Required tasks |
a) Repeat word for word the stretch of the passage on Thohoyandou that opens with the words "Thohoyandou was established" and closes with "hub of the Republic of Venda.".
b) According to the passage on Thohoyandou, what does the town's name mean in the Venda language?

Excerpt to read |
──────────────────────────────
Thohoyandou () is a town in the Limpopo Province of South Africa. It is the administrative centre of Vhembe District Municipality and Thulamela Local Municipality. It is also known for being the former capital of the bantustan of Venda.

History

Thohoyandou became the capital of the former bantustan of Venda, while Dzanani is the traditional capital of Venda and the home of the VhaVenda kings. Thohoyandou name means "head of the elephant" in the Venda language, and was the name of one of the VhaVenda kings.

Thohoyandou was built at Tshiluvhi which was under Khosi vho Netshiluvhi. Construction started in 1977 with P East and P West residential area/location as R293 town, a shopping centre and Venda Government buildings. The Netshiluvhis were the first occupants of the area as far back as 1400 AD, i.e. after the collapse of Mapungubwe Kingdom. They were forcefully removed from this area between 1960 and 1970 by the apartheid government of the Venda Bantustan under khosi vho Mphephu Ramabulana. The name Tshiluvhi comes from the Venda word "luvha" which means to pay damages or respect. The former Venda president built his palace and his ministerial resident at Tshiluvhis chiefs kraal as they were already moved by the apartheid government. The following leaders and their subject under Netshiluvhi were forcefully removed from their areas. Some of the Netshiluvhi are known by different names: Malima, Khorommbi, Mathomu, Magidi, and Mudau. The name Tshiluvhi was totally stricken out and replaced by Thohoyandou as per the then government, and was left as a name of a primary school.

Thohoyandou was established and built at a large portion of the village of Tshiluvhi in the late 1970s. It was established by president Patrick Ramaano Mphephu who was the Prime Minister of the Venda Bantustan. Thohoyandou became the capital of Venda when Venda was declared a republic in 1979, and Thovhele ´Mphephu became the President of the Republic of Venda. Thohoyandou became the centre and economic hub of the Republic of Venda.

A stadium was built in Thohoyandou to celebrate the independence of Venda, and was known as the Venda Independence Stadium. The name was changed to Thohoyandou Stadium in 1994.

Today, Thohoyandou is one of the fastest-growing towns in Limpopo. It is also home to the University of Venda.
──────────────────────────────
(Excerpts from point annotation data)
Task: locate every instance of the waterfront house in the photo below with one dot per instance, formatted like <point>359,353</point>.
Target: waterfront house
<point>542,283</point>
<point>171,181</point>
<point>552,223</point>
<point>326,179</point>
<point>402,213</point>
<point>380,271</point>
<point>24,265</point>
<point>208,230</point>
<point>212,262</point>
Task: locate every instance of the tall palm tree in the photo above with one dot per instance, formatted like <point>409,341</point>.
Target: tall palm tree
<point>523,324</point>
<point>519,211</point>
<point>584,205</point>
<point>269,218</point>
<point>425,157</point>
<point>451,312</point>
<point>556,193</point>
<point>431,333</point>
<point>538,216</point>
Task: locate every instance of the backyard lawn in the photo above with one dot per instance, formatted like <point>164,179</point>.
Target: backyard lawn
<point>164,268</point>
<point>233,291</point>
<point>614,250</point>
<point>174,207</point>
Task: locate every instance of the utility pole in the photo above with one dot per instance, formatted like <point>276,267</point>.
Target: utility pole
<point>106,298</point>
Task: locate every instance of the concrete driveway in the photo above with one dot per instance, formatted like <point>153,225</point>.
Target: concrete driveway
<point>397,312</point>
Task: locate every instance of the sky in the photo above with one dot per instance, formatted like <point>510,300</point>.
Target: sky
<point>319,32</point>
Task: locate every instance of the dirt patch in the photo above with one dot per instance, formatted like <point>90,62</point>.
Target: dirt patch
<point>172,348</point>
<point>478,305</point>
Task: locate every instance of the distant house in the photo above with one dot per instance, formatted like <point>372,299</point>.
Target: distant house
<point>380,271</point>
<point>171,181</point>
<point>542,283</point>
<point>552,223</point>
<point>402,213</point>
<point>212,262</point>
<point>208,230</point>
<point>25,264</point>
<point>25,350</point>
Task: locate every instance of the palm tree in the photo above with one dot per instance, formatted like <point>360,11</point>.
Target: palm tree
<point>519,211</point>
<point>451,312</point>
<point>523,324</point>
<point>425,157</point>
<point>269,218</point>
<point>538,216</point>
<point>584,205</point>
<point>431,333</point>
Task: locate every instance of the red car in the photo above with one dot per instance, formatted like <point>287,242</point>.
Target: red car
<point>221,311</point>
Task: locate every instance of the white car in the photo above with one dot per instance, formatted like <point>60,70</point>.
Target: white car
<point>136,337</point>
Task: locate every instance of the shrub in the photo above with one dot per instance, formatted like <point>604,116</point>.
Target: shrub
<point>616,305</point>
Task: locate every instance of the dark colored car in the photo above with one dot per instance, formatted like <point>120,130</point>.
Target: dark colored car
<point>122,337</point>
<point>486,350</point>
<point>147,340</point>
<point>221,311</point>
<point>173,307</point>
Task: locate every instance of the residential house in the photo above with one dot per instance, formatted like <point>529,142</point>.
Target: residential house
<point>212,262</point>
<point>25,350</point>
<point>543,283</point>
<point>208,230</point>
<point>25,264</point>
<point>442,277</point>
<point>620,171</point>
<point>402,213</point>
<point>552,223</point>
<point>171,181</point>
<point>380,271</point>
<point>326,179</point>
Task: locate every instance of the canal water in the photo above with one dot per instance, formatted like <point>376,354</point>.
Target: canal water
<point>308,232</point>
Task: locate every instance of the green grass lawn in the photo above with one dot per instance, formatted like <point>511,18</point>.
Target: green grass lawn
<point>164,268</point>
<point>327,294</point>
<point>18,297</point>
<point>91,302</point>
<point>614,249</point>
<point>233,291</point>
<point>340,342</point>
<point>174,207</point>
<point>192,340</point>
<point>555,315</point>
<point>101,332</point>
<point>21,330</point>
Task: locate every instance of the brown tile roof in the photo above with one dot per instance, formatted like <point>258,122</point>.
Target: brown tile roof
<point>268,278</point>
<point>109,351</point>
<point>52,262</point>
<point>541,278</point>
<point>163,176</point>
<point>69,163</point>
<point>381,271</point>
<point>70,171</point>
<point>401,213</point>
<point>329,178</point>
──────────────────────────────
Solutions in order |
a)
Thohoyandou was established and built at a large portion of the village of Tshiluvhi in the late 1970s. It was established by president Patrick Ramaano Mphephu who was the Prime Minister of the Venda Bantustan. Thohoyandou became the capital of Venda when Venda was declared a republic in 1979, and Thovhele ´Mphephu became the President of the Republic of Venda. Thohoyandou became the centre and economic hub of the Republic of Venda.

b) It means "head of the elephant."